▸ CONSIGNES DE L'EXERCICE:
• a. Répondez, s'il vous plaît, à ces questions sur le discours sur le droit d'asile :
(i) De quelle date est la loi issue du projet relatif au droit d'asile ?
(ii) À quelle occasion le Président de la République a-t-il souhaité une réforme immédiate du droit d'asile ?
(iii) Qui mettait systématiquement à profit la longueur des délais ?
• b. Prolongez le discours sur le droit d'asile au-delà de sa dernière phrase.

▸ TEXTE EXTRAIT:
☆ ☆ ☆ ☆ ☆
Monsieur le président, messieurs les ministres, mes chers collègues, lors de la discussion, l'an dernier, du projet de loi relatif au droit d'asile, devenu la loi du 10 décembre 2003, nous étions tous convaincus que le succès de la réforme se jugerait sur le raccourcissement des délais d'examen des demandes d'asile, alors excessivement longs, et donc sur la mise en oeuvre de moyens supplémentaires pour l'Office de protection des réfugiés et apatrides, l'OFPRA, et pour la Commission des recours des réfugiés, la CRR.
C'est au vu de l'importance de ces délais que M. le Président de la République avait appelé de ses voeux, dans son allocution télévisée du 14 juillet 2002, une réforme immédiate du droit d'asile.
Il est vrai que la longueur de ces délais entraînait le cumul de graves handicaps, source d'iniquité pour les personnes réellement persécutées ou menacées dans leur vie ou dans l'exercice de leurs droits les plus fondamentaux.
Ces délais étaient, en revanche, mis à profit de manière systématique par les étrangers dont le souhait de s'établir dans notre pays ne reposait que sur des motifs économiques.
Ils provoquaient, en outre, une saturation du dispositif d'accueil des demandeurs d'asile, préjudiciable tant à la dignité des personnes concernées qu'à une gestion attentive des deniers publics. C'est en effet à une véritable dérive des coûts estimés de la prise en charge des demandeurs d'asile que nous assistons depuis quelques années.
☆ ☆ ☆ ☆ ☆
▸ ENTRÉES EXTRAITES:
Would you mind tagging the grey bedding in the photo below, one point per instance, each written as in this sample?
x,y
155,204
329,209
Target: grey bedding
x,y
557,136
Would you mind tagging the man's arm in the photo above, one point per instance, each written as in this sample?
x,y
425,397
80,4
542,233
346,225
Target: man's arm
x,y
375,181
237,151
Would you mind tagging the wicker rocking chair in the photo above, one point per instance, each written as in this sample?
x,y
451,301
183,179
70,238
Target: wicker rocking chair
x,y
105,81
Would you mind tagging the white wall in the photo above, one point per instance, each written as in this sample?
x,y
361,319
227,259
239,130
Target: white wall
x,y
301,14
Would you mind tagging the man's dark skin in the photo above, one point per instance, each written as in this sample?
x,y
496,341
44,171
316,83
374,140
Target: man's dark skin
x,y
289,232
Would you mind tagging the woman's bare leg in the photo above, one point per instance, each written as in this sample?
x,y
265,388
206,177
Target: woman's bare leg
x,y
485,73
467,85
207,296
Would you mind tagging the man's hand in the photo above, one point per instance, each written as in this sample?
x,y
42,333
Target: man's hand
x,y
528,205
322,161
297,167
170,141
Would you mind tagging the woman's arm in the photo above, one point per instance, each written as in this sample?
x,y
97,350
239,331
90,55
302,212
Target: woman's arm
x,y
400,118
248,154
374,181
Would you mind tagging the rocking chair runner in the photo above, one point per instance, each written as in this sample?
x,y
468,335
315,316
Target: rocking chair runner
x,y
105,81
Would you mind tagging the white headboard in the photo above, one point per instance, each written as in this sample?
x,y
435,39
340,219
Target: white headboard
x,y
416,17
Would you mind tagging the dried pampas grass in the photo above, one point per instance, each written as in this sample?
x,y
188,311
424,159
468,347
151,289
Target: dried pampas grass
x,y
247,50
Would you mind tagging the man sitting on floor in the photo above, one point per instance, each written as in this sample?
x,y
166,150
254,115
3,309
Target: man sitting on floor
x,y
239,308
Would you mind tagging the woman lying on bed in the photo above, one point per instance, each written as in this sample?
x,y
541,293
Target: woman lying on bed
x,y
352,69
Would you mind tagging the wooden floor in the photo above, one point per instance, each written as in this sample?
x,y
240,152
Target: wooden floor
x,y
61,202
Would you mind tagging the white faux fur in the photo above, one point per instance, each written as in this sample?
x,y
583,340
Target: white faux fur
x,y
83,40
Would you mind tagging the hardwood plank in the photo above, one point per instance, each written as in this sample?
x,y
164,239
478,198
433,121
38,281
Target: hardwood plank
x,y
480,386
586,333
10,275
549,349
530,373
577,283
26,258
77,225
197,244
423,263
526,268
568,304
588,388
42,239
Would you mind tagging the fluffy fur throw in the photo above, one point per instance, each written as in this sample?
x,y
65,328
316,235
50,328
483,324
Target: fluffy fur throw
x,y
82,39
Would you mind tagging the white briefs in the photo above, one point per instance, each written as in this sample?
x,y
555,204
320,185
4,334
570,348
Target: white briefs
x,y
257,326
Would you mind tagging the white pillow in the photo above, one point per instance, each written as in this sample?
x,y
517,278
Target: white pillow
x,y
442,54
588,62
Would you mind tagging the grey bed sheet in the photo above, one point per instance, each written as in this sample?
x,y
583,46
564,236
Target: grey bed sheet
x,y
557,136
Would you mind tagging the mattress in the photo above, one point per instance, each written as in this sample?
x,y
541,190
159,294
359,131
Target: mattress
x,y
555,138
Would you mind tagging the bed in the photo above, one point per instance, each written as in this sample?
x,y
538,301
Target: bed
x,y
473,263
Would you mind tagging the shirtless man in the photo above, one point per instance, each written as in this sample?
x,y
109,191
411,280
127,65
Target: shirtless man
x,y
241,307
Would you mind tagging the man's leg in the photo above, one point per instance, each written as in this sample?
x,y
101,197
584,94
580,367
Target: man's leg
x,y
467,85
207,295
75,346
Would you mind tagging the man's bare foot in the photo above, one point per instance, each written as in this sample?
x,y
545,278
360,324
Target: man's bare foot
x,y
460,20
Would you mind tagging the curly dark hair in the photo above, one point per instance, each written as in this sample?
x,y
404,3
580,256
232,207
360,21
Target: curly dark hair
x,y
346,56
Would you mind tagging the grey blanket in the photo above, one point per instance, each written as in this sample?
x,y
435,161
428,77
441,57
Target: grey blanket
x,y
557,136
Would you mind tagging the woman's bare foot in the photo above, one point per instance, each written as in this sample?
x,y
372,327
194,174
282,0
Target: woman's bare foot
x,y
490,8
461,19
☆ ☆ ☆ ☆ ☆
▸ PROBLÈMES RÉSOLUS:
• a.
(i) Du 10 décembre 2003.
(ii) Lors de son allocution télévisée du 14 juillet 2002.
(iii) Les étrangers dont le souhait de s'établir en France ne reposait que sur des motifs économiques.

• b.
Comme vous le savez, mes chers collègues, l'OFPRA est un établissement public placé sous la tutelle du ministre des affaires étrangères, auquel est organiquement rattaché la Commission des recours des réfugiés.
Il peut sans doute paraître étonnant que cette juridiction administrative spécialisée, qui constitue d'ailleurs, avec ses 130 formations de jugement, la première juridiction française au regard de l'importance quantitative de son contentieux - 25 000 à 30 000 décisions annuelles -, ne dispose pas d'un budget propre. En effet, les crédits dont elle dispose sont inclus dans le budget de l'OFPRA, organisme dont elle contrôle les décisions.
Depuis la réforme, le Gouvernement a tenu l'engagement qu'il avait pris de renforcer les effectifs de l'OFPRA et de la CRR, et il poursuivra ses efforts en ce sens en 2005.
Vous déclariez, monsieur le ministre, le 9 novembre dernier, devant la commission des affaires étrangères du Sénat, que le financement de la réforme du droit d'asile constituait l'une des priorités du budget pour 2005, l'objectif étant de faire en sorte que la CRR traite les dossiers en trois mois d'ici à la fin de l'année prochaine, ce qui suppose une augmentation de 18 % des crédits de l'OFPRA.
Il est vrai que, si des progrès considérables ont déjà été accomplis au sein de l'OFPRA, il n'en va pas tout à fait de même pour la CRR. Le délai d'examen devant l'OFPRA, qui s'élevait à sept mois en 2002, a été ramené à deux mois, ce qui coïncide parfaitement avec l'objectif fixé lors des travaux parlementaires.
En revanche, l'objectif de quatre mois affiché par le Gouvernement comme délai d'examen de recours par la CRR est loin d'être atteint et avoisine plutôt un an aujourd'hui. Ne conviendrait-il pas, dans ces conditions, d'intensifier les efforts afin, notamment, d'améliorer l'organisation interne de la CRR et de renforcer le greffe ?
Paradoxalement, l'effort budgétaire en faveur de l'OFPRA et de la CRR entraînera, à terme rapproché, une source d'économie substantielle pour l'Etat. Rappelons en effet que le logement en CADA - centre d'accueil pour demandeurs d'asile - mobilisera, dans le budget des affaires sociales, 175 millions d'euros en 2005, soit 0, 5 million d'euros par jour, tandis que l'hébergement en hôtel atteindra 1, 3 million d'euros par jour, sans pour autant que le problème soit traité dans des conditions réellement convenables.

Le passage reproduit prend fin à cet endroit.